PASSAGE FOR REVIEW
- Opening Delimiter -

By Marcy Phipps, RN, a regular contributor to this blog. Her essay, “The Soul on the Head of a Pin,” was published in the May 2010 issue of AJN.
I was precepting a senior nursing student last week. During an idle moment, I asked her why she’d decided to go into nursing.
She shrugged, averted her eyes, and mumbled something like “I’ve just always wanted to.”
I didn’t press it, but I’m sure there’s more to it than that. I probably shouldn’t have asked, given that I cringe when posed the same question, and usually give a faltering and inadequate “I like helping people” kind of answer . . . when “that’s too personal of a question” would be more honest.
I’ve been a nurse for years, and there are certain aspects of the profession I wouldn’t attempt to broach in casual conversation. I doubt that I could have articulated my motivations when I was a student, even if I’d wanted to. That exchange, though, calls to mind one of the most defining experiences of my nursing career.
I was a senior nursing student, doing a clinical rotation in the ICU. My preceptor and I were caring for a patient who’d been in a motorcycle accident. He’d not sustained a head injury; he’d worn a helmet. But he’d suffered a high cervical injury, and it was complete. The weight of the helmet, combined with the force of the crash and pathological changes, had caused his neck to snap. (“Like a stick!” I remember the trauma surgeon saying.) The poor man was wide awake but completely paralyzed.
My recollections of the specific events of that day are clouded by inexperience and shock. I only know that, at some point, a day that had seemed completely normal took a tragic turn. I remember standing by the patient’s bedside, helplessly, as his heart rate suddenly and inexplicably dropped and the trauma surgeon and code cart magically appeared at his bedside.
I remember it becoming incredibly busy and frenzied. In an effort to stay out of the way, I stationed myself at the head of the poor man’s bed. I laid my hand on his forehead, mumbling futile platitudes as he gazed up at me with fear in his eyes, mouthing words that I never grasped for what felt like an incredibly long time, until he lost consciousness.
I remember his final moments in crystal detail.
Years have passed, and I still think of him often. (Mostly, I remember his eyes.) I’d like to think I was able to provide some measure of comfort in his last moments, for I’m sure he knew something was terribly wrong. I’m an employee in the same ICU today, and given the same situation, I wouldn’t be standing still, with my hand resting on a paralyzed and dying man’s furrowed brow. I’d be far busier with science than spirituality. In a situation like that, there simply wouldn’t be time for anything else.

- Closing Delimiter -

[Data records]
- Opening Delimiter -

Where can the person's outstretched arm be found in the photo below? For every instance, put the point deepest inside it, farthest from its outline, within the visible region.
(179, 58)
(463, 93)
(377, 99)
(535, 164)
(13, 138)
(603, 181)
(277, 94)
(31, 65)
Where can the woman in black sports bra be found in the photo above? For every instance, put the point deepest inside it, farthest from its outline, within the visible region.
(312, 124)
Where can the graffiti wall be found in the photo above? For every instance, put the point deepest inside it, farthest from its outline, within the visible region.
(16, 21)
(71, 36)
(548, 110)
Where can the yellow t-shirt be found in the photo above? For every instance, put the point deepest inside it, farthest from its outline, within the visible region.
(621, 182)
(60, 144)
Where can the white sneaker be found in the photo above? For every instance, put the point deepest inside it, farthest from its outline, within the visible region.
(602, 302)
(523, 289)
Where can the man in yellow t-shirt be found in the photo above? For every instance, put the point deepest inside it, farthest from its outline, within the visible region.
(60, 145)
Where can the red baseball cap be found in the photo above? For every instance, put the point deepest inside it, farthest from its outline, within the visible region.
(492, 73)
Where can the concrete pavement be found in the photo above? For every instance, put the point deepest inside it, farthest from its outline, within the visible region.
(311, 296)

- Closing Delimiter -

WHAT TO WORK ON
According to the nursing essay, why did the writer position herself at the head of the patient's bed during the emergency? Answer in one or two sentences.

SOLUTION TO THIS PROBLEM
The writer went to the head of the bed to stay out of the way as the scene became incredibly busy and frenzied.